Entries from a pointing dataset:
↓↓↓
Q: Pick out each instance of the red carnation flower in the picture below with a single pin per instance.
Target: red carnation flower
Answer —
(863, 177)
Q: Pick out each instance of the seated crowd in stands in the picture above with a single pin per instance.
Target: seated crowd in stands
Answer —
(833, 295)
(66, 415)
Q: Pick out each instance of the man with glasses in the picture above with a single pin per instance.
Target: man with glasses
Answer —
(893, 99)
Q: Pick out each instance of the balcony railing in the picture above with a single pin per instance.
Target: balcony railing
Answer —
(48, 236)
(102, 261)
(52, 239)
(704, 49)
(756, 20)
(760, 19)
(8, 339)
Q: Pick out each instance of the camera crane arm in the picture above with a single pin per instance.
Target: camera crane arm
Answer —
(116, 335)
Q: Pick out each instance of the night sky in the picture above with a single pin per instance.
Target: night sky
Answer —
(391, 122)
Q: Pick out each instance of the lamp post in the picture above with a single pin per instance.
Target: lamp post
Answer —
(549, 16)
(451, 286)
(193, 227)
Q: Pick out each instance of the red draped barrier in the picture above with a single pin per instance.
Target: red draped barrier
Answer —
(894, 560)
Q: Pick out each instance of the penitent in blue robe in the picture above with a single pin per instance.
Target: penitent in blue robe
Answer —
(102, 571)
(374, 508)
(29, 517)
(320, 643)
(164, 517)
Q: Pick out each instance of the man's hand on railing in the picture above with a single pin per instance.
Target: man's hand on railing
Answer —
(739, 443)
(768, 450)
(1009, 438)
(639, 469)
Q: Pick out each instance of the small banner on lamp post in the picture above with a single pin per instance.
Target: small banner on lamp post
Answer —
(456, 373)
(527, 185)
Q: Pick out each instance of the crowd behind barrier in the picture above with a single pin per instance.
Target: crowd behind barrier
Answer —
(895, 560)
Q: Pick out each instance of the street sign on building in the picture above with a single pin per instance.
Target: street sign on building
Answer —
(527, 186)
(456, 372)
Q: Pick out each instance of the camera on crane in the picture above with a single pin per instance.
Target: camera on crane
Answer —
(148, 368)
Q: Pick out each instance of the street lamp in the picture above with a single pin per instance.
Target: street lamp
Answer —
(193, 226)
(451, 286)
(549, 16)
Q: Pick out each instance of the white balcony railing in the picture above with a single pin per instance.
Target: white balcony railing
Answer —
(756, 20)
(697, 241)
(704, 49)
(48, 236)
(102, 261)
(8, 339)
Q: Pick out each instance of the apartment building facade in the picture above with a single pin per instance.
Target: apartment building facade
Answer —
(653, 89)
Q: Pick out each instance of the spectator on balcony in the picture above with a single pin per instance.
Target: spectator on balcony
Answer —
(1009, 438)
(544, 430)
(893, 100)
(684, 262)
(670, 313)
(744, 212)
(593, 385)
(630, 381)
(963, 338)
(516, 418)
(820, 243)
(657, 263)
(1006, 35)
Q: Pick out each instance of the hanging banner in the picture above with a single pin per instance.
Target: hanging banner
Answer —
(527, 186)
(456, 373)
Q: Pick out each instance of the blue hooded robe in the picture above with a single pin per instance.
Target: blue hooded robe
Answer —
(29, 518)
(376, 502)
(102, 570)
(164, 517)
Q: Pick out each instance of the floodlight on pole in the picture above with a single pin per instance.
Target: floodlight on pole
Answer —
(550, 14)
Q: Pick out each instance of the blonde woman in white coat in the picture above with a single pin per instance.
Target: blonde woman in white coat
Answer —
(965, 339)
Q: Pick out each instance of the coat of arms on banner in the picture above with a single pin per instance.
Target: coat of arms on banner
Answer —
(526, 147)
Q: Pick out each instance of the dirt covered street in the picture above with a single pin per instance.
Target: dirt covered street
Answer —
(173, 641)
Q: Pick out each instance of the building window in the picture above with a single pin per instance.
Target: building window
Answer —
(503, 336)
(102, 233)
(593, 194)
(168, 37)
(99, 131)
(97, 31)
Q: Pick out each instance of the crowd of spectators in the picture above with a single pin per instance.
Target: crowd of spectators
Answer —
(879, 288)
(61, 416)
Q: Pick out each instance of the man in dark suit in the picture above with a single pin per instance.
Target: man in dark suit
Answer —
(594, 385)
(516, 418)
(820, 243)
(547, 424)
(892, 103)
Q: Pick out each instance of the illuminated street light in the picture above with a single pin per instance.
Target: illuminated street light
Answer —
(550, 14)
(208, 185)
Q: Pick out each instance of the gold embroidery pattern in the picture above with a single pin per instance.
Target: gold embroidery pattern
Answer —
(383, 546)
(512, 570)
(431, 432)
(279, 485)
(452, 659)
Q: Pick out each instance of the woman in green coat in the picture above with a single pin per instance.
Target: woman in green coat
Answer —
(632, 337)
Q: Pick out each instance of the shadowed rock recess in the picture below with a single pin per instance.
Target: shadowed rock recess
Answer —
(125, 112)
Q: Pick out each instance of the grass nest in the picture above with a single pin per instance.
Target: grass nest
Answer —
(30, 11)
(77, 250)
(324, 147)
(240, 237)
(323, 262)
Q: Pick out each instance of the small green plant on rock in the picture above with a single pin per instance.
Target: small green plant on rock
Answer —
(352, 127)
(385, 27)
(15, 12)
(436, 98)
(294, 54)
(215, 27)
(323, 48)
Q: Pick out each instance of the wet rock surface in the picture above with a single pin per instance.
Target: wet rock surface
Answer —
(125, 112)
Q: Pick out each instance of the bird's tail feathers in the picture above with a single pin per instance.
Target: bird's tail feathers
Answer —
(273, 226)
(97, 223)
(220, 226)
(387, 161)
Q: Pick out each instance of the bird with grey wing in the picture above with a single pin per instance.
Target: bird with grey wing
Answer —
↑↑↑
Exactly reproduce the lines that run from the line with "Q: Pick out each instance of the man in" through the last line of the records, inclusive.

In response:
Q: Pick out each instance of the man in dark suit in the picture above with a single pin per instance.
Target: man in dark suit
Answer —
(594, 385)
(516, 418)
(820, 243)
(547, 424)
(892, 103)
Q: Pick out each instance of the illuminated street light in the picture above with a single pin per instance.
Target: illuminated street light
Answer —
(550, 14)
(208, 185)
Q: Pick out each instance of the gold embroidery pattern in the picture above with a single pin per instance.
Target: gold embroidery pattern
Answer —
(383, 546)
(512, 570)
(431, 432)
(279, 485)
(452, 659)
Q: Pick out each instance of the woman in green coat in the picture above with a single pin per instance.
Target: woman in green coat
Answer —
(632, 337)
Q: Pick out each instance of the shadowed rock recess in the picture below with a single pin per instance.
Target: shadowed rock recess
Answer —
(125, 112)
Q: Pick out each instance of the grass nest in the picture above with a single pin per instance.
Target: grass nest
Answer —
(30, 11)
(77, 250)
(324, 147)
(240, 237)
(323, 262)
Q: Pick out each instance of the small green plant on rock in the picture above with a single pin per instance.
Target: small green plant on rock
Answer —
(352, 127)
(385, 27)
(15, 12)
(436, 98)
(294, 54)
(215, 27)
(323, 48)
Q: Pick out each instance of the wet rock surface in the picture above with a single pin per instance.
Target: wet rock surface
Answer —
(125, 112)
Q: Pick out each instance of the bird's tail feathers in the picture above with a single pin per instance.
Target: bird's tail feathers
Answer —
(273, 226)
(97, 223)
(220, 226)
(387, 161)
Q: Pick out each instance of the bird with grey wing in the picture above with a single pin per instance.
Target: bird with grey wing
Answer —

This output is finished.